» Qué elaborar: Extraiga y copie todas las líneas de las entradas que contienen la palabra "surface". Se distinguen mayúsculas de minúsculas.

» Datos a procesar:
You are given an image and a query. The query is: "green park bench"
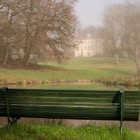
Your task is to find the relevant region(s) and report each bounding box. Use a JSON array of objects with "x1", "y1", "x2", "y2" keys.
[{"x1": 0, "y1": 88, "x2": 140, "y2": 132}]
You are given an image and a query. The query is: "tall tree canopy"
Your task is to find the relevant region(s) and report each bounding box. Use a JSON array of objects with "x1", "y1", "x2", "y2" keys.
[
  {"x1": 102, "y1": 1, "x2": 140, "y2": 76},
  {"x1": 0, "y1": 0, "x2": 77, "y2": 67}
]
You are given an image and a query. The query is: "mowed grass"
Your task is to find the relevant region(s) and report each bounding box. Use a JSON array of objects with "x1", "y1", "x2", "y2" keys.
[
  {"x1": 0, "y1": 57, "x2": 136, "y2": 81},
  {"x1": 0, "y1": 125, "x2": 140, "y2": 140}
]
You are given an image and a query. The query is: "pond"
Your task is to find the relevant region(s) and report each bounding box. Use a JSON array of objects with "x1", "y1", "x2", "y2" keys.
[{"x1": 6, "y1": 82, "x2": 140, "y2": 90}]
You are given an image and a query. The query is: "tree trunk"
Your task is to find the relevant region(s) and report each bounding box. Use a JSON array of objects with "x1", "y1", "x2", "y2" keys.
[{"x1": 3, "y1": 46, "x2": 9, "y2": 65}]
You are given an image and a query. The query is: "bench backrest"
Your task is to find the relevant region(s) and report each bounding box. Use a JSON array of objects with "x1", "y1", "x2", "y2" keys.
[{"x1": 0, "y1": 89, "x2": 140, "y2": 121}]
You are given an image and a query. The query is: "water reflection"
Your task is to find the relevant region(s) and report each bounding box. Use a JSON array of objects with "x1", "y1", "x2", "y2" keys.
[{"x1": 6, "y1": 82, "x2": 140, "y2": 90}]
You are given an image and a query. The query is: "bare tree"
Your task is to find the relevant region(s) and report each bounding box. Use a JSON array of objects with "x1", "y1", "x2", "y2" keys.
[
  {"x1": 103, "y1": 1, "x2": 140, "y2": 75},
  {"x1": 0, "y1": 0, "x2": 77, "y2": 67}
]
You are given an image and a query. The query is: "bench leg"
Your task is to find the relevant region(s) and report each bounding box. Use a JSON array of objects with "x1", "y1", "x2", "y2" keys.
[{"x1": 8, "y1": 117, "x2": 19, "y2": 125}]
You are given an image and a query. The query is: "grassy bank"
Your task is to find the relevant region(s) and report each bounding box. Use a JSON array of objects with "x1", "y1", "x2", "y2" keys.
[
  {"x1": 0, "y1": 125, "x2": 140, "y2": 140},
  {"x1": 0, "y1": 57, "x2": 136, "y2": 84}
]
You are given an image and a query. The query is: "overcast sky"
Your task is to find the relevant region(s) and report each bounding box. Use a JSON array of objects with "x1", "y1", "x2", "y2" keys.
[{"x1": 75, "y1": 0, "x2": 123, "y2": 27}]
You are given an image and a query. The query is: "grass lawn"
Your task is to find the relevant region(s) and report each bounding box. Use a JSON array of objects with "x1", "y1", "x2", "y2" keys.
[
  {"x1": 0, "y1": 57, "x2": 136, "y2": 83},
  {"x1": 0, "y1": 125, "x2": 140, "y2": 140}
]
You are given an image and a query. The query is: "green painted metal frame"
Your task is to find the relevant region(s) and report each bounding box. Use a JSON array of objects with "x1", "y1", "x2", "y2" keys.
[
  {"x1": 2, "y1": 87, "x2": 139, "y2": 136},
  {"x1": 119, "y1": 90, "x2": 124, "y2": 135}
]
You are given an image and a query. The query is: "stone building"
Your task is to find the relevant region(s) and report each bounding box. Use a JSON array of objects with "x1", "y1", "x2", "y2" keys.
[{"x1": 74, "y1": 34, "x2": 103, "y2": 57}]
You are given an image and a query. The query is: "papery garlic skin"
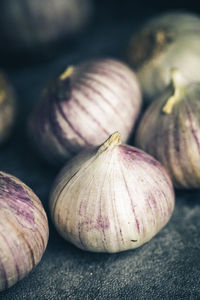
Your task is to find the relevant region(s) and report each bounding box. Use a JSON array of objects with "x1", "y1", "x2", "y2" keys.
[
  {"x1": 50, "y1": 133, "x2": 174, "y2": 253},
  {"x1": 128, "y1": 12, "x2": 200, "y2": 102},
  {"x1": 0, "y1": 172, "x2": 49, "y2": 291},
  {"x1": 30, "y1": 59, "x2": 141, "y2": 164},
  {"x1": 136, "y1": 69, "x2": 200, "y2": 188},
  {"x1": 0, "y1": 73, "x2": 16, "y2": 144}
]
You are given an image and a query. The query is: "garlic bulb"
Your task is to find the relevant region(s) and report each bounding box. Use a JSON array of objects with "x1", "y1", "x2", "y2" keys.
[
  {"x1": 0, "y1": 73, "x2": 16, "y2": 143},
  {"x1": 30, "y1": 59, "x2": 141, "y2": 164},
  {"x1": 50, "y1": 132, "x2": 174, "y2": 252},
  {"x1": 136, "y1": 69, "x2": 200, "y2": 188},
  {"x1": 0, "y1": 172, "x2": 49, "y2": 291},
  {"x1": 0, "y1": 0, "x2": 92, "y2": 53},
  {"x1": 128, "y1": 12, "x2": 200, "y2": 101}
]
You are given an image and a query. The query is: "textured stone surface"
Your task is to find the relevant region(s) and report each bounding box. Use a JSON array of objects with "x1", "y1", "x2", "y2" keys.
[{"x1": 0, "y1": 1, "x2": 200, "y2": 300}]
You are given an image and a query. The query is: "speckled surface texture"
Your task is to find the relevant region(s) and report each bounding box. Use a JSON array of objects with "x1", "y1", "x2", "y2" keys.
[{"x1": 0, "y1": 1, "x2": 200, "y2": 300}]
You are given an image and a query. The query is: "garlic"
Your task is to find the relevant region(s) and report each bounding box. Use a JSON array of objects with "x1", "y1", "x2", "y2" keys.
[
  {"x1": 0, "y1": 172, "x2": 49, "y2": 291},
  {"x1": 30, "y1": 59, "x2": 141, "y2": 164},
  {"x1": 136, "y1": 69, "x2": 200, "y2": 188},
  {"x1": 0, "y1": 0, "x2": 92, "y2": 55},
  {"x1": 50, "y1": 132, "x2": 174, "y2": 252},
  {"x1": 128, "y1": 12, "x2": 200, "y2": 101},
  {"x1": 0, "y1": 73, "x2": 16, "y2": 143}
]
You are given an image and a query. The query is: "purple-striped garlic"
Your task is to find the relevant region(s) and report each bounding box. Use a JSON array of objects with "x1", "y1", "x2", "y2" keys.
[
  {"x1": 0, "y1": 172, "x2": 49, "y2": 291},
  {"x1": 136, "y1": 69, "x2": 200, "y2": 188},
  {"x1": 128, "y1": 11, "x2": 200, "y2": 102},
  {"x1": 30, "y1": 59, "x2": 141, "y2": 164},
  {"x1": 50, "y1": 132, "x2": 174, "y2": 253},
  {"x1": 0, "y1": 73, "x2": 16, "y2": 143}
]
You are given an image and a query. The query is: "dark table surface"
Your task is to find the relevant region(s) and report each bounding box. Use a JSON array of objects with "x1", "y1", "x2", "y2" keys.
[{"x1": 0, "y1": 1, "x2": 200, "y2": 300}]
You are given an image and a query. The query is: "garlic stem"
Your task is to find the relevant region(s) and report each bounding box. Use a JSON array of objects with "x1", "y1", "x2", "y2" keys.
[
  {"x1": 59, "y1": 66, "x2": 74, "y2": 80},
  {"x1": 162, "y1": 68, "x2": 185, "y2": 115},
  {"x1": 98, "y1": 131, "x2": 121, "y2": 154}
]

» Respuesta al ejercicio:
You are given an image and a query. The query is: "textured stone surface"
You are given an image and a query. The query is: "speckled surface texture"
You are given an image and a query. The query is: "dark table surface"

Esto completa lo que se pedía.